Il 20 giugno è la giornata mondiale del rifugiato, l’appuntamento annuale voluto dalle Nazioni Unite per riconoscere la forza, il coraggio e la perseveranza di milioni di persone costrette a fuggire nel mondo a causa di guerre, violenza, persecuzioni e violazioni dei diritti umani.
A partire dal 2018 IPSIA è intervenuta nell’ambito della migrazione lungo la Balkan Route, nello specifico in Bosnia Erzegovina, con interventi umanitari che di supporto psico-sociale mantenendo una forte attenzione al tema dell’inclusione nella comunità locale, alla sensibilizzazione delle giovani generazioni, la promozione del volontariato, in linea con quanto da sempre fatto in questo contesto. A maggio si è tenuta una mostra interattiva nell’ambito del progetto “BRAT: Balkan Route Accoglienza in Transito”, si che si concluderà tecnicamente però solo a fine dicembre 2025.
In occasione della giornata mondiale del rifugiato, vi raccontiamo con le parole di Sofia e Benni (personale SCU in BiH) un’iniziativa importante, oggi più che mai.

# Dati riportati:
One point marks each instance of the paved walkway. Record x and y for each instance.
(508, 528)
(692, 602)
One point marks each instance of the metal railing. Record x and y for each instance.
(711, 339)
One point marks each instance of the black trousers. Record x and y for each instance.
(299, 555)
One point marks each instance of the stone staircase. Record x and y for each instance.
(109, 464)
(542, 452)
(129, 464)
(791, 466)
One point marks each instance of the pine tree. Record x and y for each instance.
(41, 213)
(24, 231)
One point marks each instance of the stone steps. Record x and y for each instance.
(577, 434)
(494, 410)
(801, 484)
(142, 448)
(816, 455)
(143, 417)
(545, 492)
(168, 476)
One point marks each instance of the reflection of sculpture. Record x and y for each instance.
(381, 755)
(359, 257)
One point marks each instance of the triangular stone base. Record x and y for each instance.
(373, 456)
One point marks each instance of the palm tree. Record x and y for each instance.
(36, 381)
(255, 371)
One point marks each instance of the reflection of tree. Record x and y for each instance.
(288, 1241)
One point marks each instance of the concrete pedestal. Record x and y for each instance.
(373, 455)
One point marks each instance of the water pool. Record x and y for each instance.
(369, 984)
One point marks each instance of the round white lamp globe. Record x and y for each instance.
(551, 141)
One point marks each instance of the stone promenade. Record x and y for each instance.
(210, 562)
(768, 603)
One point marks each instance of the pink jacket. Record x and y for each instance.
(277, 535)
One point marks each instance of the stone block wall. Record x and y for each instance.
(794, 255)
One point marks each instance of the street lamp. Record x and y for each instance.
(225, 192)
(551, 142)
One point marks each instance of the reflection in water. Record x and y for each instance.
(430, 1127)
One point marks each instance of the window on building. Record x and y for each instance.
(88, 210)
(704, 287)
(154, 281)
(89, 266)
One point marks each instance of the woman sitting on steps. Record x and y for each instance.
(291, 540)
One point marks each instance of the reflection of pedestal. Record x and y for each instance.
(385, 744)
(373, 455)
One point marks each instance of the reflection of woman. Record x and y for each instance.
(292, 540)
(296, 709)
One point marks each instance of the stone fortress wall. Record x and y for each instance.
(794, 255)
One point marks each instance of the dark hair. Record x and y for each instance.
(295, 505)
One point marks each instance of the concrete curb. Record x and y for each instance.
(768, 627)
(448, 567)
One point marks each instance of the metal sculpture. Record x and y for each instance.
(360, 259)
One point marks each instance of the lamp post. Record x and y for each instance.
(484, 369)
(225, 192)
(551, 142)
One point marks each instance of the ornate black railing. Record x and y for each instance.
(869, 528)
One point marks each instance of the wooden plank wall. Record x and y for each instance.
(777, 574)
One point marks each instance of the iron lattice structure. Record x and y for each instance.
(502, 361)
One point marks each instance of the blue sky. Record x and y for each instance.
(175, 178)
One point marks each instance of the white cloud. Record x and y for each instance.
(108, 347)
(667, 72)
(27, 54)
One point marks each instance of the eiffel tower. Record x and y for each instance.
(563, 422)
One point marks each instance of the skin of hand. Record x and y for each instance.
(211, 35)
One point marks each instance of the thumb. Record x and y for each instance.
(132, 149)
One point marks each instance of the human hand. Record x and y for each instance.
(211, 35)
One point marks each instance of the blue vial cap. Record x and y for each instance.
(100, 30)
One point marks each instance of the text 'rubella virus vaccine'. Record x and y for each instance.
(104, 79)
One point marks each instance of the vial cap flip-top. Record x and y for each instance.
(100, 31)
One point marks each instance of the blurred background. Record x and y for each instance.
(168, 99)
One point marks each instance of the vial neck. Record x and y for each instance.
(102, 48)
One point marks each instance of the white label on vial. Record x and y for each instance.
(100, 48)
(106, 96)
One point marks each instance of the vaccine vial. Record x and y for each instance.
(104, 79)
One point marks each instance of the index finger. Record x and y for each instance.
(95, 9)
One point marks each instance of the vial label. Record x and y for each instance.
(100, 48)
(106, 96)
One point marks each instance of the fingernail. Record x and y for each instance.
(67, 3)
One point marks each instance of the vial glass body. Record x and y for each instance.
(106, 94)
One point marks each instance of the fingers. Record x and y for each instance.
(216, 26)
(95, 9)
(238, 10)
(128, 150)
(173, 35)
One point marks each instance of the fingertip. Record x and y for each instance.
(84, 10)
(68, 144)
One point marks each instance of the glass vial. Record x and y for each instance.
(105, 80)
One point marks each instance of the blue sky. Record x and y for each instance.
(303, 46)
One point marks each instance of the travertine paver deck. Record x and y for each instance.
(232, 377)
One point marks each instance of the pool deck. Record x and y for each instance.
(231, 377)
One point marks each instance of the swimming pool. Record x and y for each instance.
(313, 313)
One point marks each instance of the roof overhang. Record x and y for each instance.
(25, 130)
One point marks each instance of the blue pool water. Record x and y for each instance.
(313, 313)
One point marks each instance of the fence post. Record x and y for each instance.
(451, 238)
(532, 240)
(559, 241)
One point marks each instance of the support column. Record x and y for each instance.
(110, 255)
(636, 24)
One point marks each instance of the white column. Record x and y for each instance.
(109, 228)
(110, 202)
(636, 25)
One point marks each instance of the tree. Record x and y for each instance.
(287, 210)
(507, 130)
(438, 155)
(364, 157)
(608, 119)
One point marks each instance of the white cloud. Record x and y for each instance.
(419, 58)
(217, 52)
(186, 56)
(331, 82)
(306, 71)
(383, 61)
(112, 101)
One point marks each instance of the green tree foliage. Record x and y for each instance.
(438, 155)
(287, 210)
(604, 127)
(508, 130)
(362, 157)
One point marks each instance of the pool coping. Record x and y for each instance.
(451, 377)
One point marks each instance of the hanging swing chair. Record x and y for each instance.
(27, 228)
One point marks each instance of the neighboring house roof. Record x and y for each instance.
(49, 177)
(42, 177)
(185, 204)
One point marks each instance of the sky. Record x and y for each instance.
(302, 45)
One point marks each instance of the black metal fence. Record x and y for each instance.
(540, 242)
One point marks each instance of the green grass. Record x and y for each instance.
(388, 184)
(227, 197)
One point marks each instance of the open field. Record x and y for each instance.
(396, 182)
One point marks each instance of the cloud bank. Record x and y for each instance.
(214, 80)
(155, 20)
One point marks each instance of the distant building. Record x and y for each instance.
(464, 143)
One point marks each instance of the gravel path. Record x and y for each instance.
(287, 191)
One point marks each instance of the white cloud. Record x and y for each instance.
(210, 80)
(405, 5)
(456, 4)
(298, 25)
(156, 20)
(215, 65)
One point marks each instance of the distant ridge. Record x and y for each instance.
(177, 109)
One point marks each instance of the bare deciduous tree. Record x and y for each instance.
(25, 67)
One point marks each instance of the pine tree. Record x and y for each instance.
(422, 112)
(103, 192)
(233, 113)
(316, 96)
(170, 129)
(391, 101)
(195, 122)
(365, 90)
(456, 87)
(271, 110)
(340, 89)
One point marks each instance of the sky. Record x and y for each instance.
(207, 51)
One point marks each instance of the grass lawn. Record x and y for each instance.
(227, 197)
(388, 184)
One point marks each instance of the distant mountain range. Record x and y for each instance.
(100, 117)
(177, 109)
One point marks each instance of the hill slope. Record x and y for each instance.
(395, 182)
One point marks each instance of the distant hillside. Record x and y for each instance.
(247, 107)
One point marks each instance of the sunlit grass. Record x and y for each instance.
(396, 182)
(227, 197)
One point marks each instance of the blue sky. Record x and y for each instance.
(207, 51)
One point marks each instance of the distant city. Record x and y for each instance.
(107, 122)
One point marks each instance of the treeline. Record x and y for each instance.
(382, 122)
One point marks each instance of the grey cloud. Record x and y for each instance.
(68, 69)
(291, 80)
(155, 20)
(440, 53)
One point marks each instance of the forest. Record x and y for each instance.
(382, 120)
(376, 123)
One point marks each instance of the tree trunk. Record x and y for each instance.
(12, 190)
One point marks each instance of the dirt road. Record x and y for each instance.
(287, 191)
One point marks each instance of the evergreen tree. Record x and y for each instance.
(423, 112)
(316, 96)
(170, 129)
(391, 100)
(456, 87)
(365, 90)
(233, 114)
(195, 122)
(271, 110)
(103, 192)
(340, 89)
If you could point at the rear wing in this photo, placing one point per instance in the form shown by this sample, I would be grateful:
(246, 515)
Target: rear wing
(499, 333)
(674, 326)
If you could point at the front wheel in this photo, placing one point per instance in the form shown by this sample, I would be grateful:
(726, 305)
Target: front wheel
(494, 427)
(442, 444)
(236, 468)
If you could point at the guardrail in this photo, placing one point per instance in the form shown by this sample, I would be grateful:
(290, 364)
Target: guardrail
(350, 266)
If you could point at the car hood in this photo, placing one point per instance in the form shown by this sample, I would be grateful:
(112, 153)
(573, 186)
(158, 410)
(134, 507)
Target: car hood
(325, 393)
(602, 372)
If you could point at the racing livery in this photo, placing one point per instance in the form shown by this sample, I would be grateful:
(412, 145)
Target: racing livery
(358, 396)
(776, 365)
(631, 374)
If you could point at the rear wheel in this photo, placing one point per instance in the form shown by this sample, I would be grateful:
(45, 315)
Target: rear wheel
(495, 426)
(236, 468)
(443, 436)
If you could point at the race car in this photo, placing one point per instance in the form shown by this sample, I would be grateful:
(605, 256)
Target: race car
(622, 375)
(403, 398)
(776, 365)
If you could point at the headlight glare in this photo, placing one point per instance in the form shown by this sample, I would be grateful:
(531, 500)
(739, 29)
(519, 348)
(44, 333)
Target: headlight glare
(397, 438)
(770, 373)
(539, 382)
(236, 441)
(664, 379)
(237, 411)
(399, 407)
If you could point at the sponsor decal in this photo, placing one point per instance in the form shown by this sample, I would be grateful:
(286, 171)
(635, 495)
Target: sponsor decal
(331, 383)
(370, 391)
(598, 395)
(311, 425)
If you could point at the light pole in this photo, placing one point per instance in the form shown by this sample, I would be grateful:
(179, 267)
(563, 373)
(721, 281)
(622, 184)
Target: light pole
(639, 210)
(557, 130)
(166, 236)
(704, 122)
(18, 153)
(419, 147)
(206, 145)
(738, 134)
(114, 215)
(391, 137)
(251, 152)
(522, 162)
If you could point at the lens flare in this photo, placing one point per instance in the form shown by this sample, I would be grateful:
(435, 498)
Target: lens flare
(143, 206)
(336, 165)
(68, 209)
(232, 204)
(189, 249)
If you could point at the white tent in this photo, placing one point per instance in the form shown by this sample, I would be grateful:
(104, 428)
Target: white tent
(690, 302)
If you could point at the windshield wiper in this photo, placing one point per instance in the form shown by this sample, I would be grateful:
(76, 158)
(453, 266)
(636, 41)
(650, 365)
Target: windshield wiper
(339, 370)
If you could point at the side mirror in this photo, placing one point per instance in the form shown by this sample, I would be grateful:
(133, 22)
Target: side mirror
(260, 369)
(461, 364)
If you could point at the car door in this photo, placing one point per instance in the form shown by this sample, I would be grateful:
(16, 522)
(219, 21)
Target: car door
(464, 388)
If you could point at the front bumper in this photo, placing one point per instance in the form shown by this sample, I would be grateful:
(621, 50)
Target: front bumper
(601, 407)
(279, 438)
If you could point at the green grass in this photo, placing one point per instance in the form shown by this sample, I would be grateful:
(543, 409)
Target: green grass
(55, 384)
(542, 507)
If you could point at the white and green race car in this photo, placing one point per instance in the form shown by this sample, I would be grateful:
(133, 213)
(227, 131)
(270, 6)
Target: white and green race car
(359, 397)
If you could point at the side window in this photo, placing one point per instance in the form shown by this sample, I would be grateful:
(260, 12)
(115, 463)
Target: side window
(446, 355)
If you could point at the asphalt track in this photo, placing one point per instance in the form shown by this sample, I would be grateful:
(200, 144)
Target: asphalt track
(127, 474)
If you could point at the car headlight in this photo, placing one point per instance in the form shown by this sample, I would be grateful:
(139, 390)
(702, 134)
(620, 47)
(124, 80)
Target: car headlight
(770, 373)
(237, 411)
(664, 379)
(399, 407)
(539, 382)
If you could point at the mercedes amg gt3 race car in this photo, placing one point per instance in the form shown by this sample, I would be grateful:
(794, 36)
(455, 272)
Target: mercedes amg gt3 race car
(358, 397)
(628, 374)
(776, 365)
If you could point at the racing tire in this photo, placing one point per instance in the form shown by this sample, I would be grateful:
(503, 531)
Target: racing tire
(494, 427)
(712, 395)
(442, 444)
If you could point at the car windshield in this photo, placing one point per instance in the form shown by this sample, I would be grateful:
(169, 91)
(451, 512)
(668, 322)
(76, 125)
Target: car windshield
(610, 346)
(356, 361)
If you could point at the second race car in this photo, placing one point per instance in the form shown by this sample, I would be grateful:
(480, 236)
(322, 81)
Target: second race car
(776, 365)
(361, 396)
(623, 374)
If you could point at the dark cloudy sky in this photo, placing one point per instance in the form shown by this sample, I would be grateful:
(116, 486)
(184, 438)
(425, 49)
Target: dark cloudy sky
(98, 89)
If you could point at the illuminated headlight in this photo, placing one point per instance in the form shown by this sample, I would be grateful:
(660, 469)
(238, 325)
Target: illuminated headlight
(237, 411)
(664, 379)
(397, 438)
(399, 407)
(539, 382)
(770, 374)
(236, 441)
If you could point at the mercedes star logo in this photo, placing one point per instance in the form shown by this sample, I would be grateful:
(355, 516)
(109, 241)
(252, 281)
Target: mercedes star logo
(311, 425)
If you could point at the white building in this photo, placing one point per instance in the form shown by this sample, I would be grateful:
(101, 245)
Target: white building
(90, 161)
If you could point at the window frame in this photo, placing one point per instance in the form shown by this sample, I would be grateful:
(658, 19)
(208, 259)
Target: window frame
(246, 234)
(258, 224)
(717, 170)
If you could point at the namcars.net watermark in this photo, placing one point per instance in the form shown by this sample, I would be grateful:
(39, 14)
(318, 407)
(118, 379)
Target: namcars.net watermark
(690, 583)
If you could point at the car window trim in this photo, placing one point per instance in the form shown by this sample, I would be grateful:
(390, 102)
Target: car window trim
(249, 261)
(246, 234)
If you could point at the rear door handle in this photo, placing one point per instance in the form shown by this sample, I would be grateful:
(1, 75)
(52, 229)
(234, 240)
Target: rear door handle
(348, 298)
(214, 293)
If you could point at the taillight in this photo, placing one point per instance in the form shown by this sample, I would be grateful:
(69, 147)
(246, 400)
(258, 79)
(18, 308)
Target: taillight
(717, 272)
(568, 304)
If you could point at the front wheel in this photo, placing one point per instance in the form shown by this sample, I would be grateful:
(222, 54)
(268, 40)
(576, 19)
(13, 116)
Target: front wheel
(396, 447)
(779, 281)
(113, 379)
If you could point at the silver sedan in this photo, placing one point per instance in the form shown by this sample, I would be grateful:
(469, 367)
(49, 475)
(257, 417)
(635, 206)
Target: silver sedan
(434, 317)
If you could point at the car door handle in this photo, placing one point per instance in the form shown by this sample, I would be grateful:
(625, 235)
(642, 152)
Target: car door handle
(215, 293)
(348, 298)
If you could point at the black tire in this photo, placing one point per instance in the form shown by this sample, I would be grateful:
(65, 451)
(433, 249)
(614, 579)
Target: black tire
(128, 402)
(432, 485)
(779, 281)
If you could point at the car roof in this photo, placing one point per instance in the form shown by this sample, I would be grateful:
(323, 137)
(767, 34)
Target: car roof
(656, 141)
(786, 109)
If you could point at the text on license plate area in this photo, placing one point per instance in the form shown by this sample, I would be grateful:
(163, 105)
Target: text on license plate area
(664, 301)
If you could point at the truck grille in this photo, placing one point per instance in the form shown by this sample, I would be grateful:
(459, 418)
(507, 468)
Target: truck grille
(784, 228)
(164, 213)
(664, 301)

# Da fare:
1. Trascrivi senza modifiche, dal brano sulla giornata mondiale del rifugiato, tutto ciò che va da "In occasione della" giù fino a "più che mai.".
2. Elenca tutte le cause che, secondo il brano sulla giornata mondiale del rifugiato, costringono milioni di persone a fuggire.

# Esercizi svolti:
1.
In occasione della giornata mondiale del rifugiato, vi raccontiamo con le parole di Sofia e Benni (personale SCU in BiH) un’iniziativa importante, oggi più che mai.

2.
- guerre
- violenza
- persecuzioni
- violazioni dei diritti umani